◆ Directive ◆
Copy out the rows word for word, from the one containing "green tube cap -> bbox for every match" down to the one containing "[212,223,600,400]", both included.

◆ Record excerpts ◆
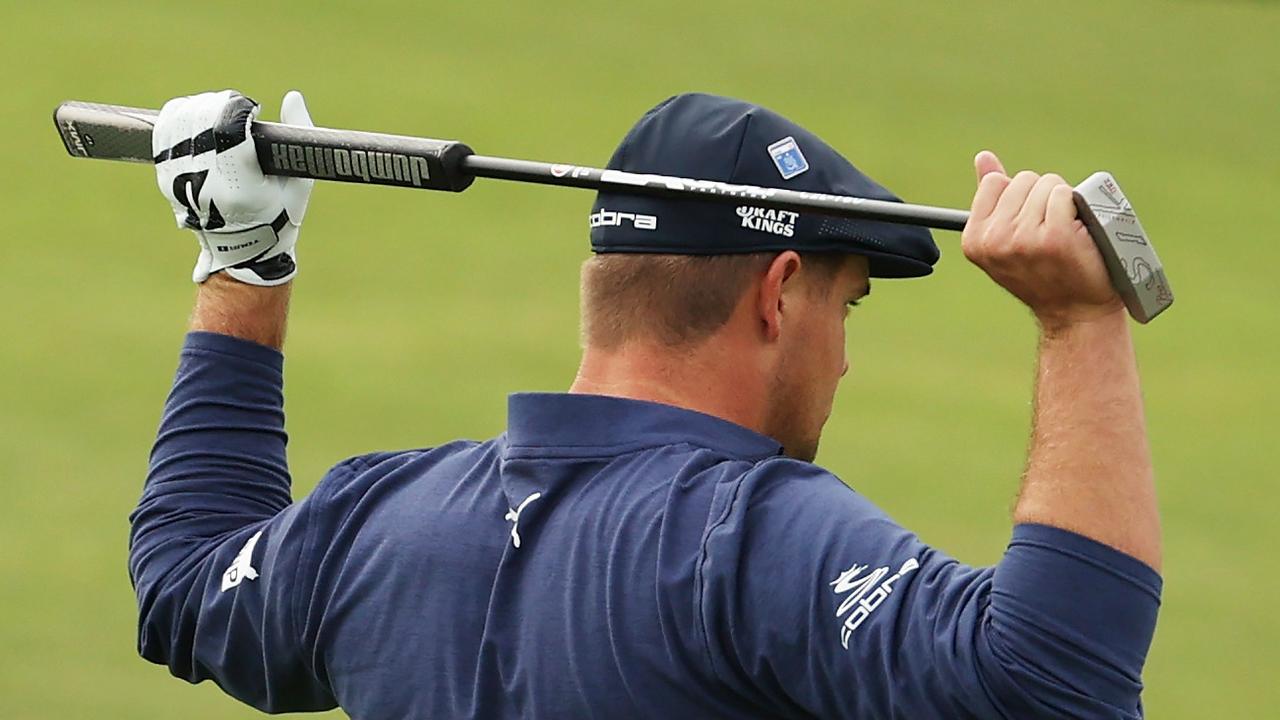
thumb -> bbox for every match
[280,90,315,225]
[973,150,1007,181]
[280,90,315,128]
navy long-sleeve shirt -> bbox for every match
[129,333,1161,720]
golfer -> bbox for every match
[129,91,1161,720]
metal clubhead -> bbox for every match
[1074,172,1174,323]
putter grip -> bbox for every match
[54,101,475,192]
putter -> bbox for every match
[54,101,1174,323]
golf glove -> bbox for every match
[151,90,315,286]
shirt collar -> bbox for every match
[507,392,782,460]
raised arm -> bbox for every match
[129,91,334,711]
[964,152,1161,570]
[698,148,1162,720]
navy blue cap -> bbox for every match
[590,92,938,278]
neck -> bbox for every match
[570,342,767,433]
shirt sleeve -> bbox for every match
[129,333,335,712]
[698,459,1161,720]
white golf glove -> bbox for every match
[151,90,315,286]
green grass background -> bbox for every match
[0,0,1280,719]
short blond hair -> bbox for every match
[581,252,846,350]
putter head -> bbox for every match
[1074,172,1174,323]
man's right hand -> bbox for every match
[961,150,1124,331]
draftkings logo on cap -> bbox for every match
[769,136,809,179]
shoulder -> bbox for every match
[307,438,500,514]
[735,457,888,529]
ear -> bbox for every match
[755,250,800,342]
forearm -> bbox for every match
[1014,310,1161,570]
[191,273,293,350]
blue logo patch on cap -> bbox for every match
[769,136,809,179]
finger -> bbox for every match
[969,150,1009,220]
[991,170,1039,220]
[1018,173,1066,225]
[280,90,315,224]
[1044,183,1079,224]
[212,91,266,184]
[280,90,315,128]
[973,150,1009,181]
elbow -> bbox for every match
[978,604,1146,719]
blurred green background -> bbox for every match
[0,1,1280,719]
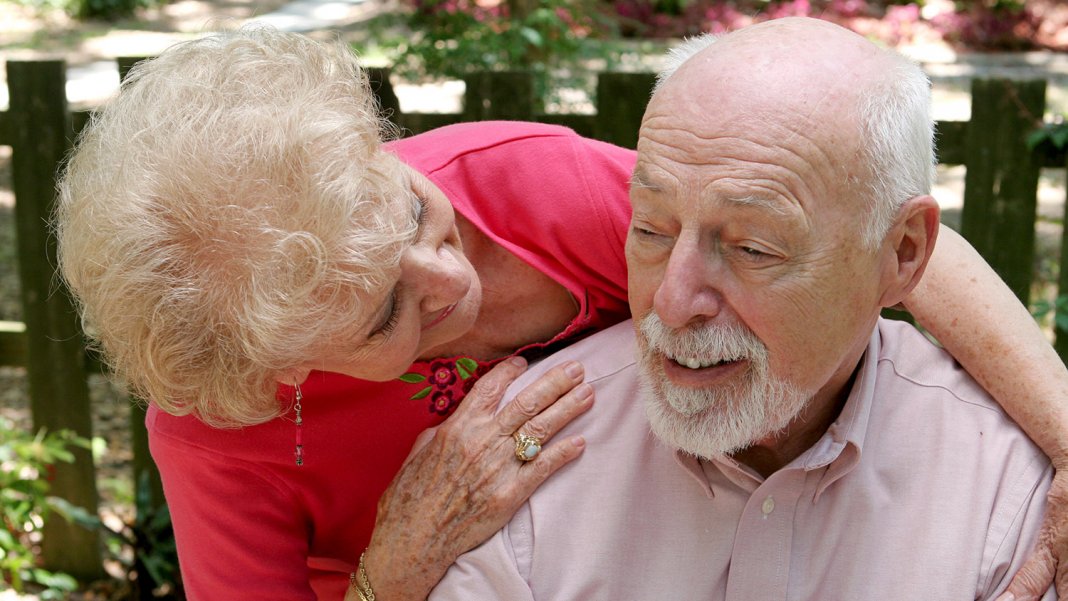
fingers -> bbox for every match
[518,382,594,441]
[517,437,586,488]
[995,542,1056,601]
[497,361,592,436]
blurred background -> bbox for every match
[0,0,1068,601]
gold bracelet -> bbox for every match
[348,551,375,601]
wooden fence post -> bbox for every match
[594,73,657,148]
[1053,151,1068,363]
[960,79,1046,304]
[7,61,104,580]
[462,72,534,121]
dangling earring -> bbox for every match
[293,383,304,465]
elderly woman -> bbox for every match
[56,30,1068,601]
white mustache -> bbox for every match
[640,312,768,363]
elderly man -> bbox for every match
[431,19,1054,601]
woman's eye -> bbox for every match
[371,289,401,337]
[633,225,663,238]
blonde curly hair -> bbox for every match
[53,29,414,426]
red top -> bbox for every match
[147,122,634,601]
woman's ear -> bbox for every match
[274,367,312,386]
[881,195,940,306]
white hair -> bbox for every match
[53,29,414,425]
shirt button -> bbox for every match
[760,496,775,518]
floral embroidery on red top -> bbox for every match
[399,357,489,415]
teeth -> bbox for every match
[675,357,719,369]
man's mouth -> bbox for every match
--
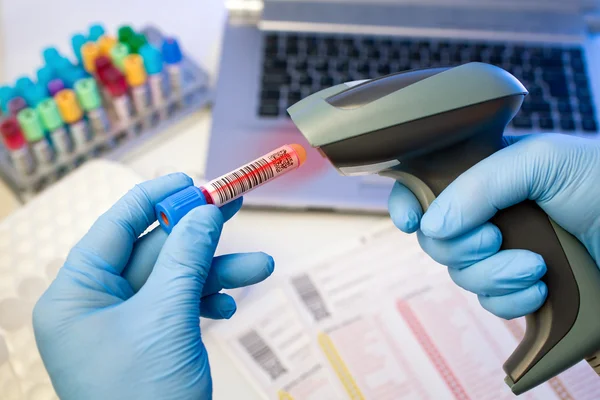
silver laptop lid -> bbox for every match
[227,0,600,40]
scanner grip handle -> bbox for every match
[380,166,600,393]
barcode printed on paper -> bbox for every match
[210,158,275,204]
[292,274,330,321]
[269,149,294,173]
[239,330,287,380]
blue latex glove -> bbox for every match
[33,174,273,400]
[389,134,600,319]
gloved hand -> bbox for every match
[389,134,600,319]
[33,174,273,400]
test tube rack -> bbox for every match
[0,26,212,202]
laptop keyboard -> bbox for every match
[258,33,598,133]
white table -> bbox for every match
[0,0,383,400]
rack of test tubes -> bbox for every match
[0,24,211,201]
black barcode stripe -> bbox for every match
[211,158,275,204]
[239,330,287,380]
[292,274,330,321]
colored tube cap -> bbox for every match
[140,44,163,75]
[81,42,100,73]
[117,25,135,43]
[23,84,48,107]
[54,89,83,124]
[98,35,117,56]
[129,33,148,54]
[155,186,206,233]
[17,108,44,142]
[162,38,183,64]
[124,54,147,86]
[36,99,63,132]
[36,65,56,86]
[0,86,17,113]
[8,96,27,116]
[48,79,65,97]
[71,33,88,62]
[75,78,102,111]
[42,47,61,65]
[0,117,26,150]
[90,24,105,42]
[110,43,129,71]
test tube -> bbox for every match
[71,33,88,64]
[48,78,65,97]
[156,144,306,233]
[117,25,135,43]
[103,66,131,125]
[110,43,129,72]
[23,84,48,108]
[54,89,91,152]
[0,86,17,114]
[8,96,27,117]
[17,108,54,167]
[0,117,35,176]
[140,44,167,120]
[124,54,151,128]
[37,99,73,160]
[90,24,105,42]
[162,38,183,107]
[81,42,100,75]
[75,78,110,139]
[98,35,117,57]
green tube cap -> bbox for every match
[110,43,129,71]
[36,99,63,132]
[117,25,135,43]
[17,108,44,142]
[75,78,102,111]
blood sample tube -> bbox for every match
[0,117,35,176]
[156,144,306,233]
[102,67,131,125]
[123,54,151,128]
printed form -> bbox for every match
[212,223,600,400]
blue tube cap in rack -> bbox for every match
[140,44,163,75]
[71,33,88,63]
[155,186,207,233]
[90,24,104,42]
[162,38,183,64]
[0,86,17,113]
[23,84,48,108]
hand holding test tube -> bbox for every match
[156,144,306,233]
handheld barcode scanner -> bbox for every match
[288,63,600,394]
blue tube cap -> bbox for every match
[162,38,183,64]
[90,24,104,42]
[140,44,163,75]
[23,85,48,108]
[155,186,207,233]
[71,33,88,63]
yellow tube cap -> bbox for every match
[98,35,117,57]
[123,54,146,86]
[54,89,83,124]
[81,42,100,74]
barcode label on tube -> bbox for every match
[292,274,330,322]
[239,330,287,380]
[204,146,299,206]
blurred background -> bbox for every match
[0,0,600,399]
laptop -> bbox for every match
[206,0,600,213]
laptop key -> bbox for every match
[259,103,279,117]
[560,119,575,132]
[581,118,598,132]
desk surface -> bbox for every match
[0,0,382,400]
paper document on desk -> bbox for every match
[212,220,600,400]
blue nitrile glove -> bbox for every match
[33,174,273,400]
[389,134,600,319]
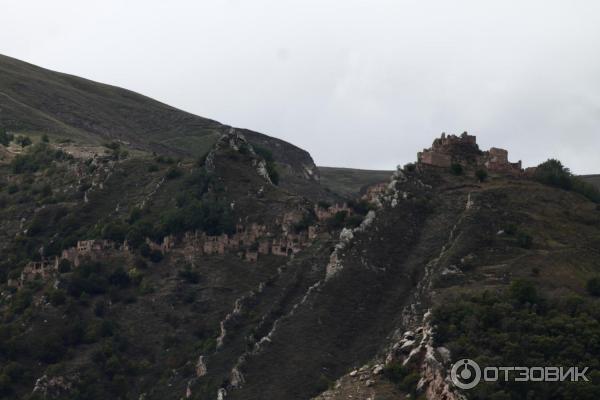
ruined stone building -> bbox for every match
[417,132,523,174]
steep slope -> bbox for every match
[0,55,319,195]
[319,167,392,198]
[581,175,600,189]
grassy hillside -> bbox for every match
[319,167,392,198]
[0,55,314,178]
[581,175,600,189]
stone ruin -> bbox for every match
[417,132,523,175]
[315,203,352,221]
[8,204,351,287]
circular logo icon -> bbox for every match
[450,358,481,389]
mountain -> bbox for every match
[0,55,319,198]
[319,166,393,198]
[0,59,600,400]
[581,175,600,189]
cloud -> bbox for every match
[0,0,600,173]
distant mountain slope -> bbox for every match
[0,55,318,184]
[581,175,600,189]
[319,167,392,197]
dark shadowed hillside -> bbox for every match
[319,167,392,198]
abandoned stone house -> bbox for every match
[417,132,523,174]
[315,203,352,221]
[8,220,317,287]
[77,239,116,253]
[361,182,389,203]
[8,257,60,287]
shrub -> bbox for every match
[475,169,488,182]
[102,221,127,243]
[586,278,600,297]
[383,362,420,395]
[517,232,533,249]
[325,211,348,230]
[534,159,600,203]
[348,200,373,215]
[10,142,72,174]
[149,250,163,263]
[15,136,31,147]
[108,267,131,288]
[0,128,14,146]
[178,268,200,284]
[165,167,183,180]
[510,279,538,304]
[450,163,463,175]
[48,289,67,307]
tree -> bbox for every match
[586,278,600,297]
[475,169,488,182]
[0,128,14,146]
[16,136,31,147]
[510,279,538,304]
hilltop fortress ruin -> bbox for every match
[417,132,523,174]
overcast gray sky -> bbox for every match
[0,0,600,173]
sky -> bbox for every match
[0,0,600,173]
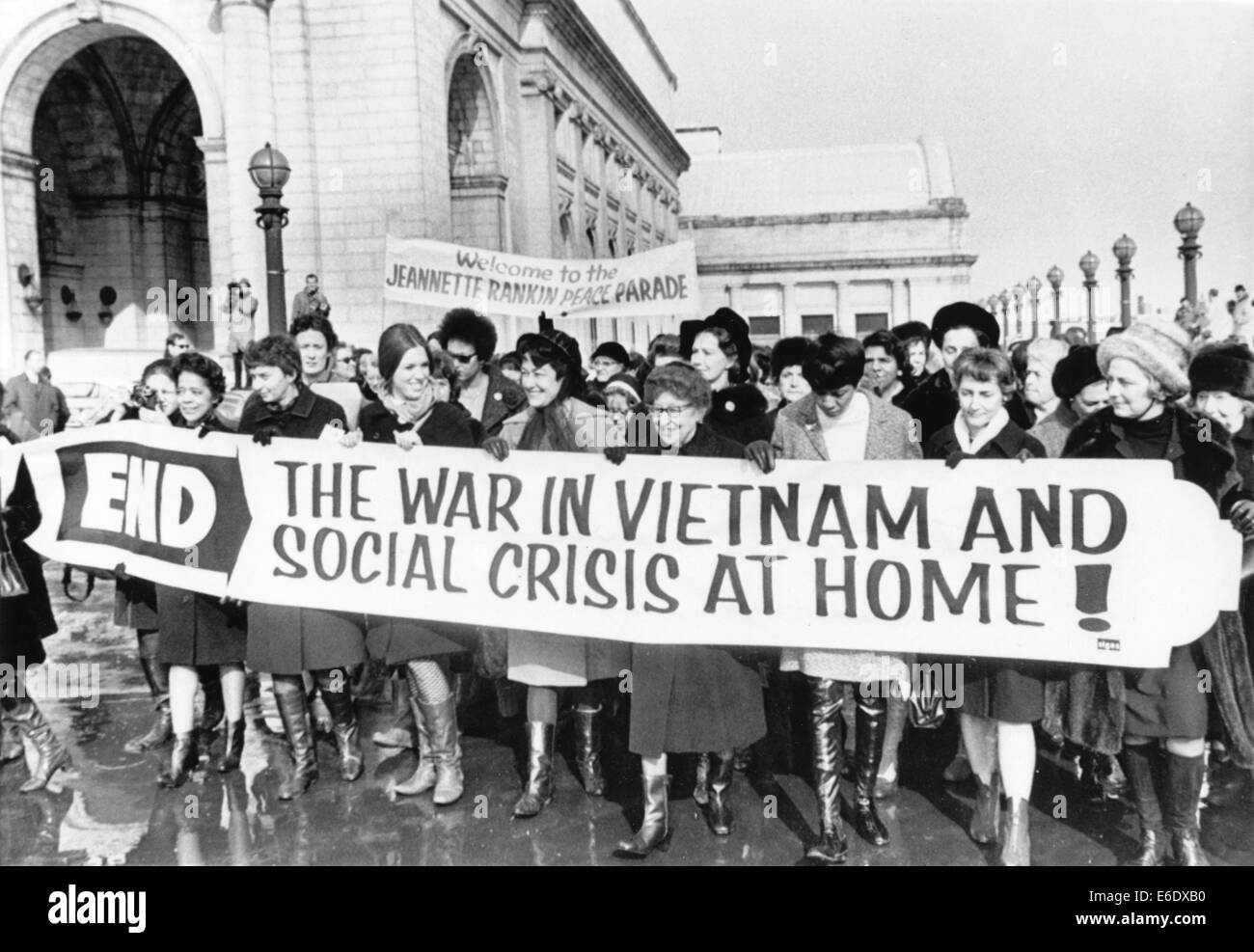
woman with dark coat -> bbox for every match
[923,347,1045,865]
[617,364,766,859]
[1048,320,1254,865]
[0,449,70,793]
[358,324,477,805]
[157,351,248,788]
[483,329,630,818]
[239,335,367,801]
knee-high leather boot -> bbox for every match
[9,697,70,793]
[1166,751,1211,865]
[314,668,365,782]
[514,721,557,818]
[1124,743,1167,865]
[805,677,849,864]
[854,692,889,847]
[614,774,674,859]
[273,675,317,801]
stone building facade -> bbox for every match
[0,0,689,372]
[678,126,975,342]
==
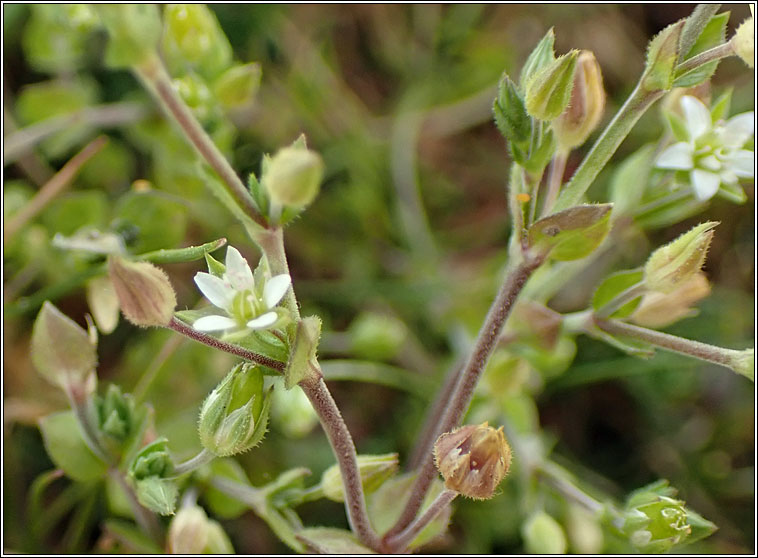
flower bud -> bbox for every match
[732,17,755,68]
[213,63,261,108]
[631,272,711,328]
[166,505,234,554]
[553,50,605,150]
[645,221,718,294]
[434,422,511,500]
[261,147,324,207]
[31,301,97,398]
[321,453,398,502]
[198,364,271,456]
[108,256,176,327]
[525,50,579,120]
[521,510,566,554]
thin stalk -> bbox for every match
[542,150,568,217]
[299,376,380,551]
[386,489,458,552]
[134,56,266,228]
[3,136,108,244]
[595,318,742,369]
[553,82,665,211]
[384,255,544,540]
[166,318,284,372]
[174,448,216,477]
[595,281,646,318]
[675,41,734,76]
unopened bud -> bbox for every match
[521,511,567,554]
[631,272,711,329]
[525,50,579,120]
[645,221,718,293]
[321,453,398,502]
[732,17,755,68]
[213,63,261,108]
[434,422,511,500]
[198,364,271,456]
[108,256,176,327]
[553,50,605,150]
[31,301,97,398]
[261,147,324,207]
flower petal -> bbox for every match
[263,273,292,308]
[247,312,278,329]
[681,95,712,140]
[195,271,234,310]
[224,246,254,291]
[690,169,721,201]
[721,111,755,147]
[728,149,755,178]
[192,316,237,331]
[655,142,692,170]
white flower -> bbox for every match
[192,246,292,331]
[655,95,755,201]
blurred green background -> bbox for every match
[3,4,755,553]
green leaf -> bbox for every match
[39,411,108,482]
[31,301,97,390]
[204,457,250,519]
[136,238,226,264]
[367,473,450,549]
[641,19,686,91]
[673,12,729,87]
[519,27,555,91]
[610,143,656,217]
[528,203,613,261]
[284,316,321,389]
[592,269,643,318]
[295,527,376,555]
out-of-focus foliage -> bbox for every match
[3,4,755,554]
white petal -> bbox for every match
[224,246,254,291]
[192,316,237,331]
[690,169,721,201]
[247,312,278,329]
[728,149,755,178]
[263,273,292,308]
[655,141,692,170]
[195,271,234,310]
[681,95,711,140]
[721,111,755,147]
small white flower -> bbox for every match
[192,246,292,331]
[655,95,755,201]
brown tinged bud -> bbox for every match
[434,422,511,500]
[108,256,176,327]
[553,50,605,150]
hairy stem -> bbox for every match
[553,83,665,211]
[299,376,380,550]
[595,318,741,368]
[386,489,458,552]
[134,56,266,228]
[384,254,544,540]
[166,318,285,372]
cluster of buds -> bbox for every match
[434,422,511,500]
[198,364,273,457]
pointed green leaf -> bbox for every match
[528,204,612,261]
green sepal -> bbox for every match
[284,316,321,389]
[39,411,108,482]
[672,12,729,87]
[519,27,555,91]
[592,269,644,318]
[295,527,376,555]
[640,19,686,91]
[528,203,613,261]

◆ Expected answer ◆
green tube cap -> bbox for every match
[110,43,129,71]
[36,99,63,132]
[117,25,135,43]
[17,108,44,142]
[75,78,102,111]
blood sample tube -> bbox for every match
[0,117,35,176]
[156,144,306,233]
[102,67,131,125]
[123,54,151,128]
printed form -> bbox for every match
[212,223,600,400]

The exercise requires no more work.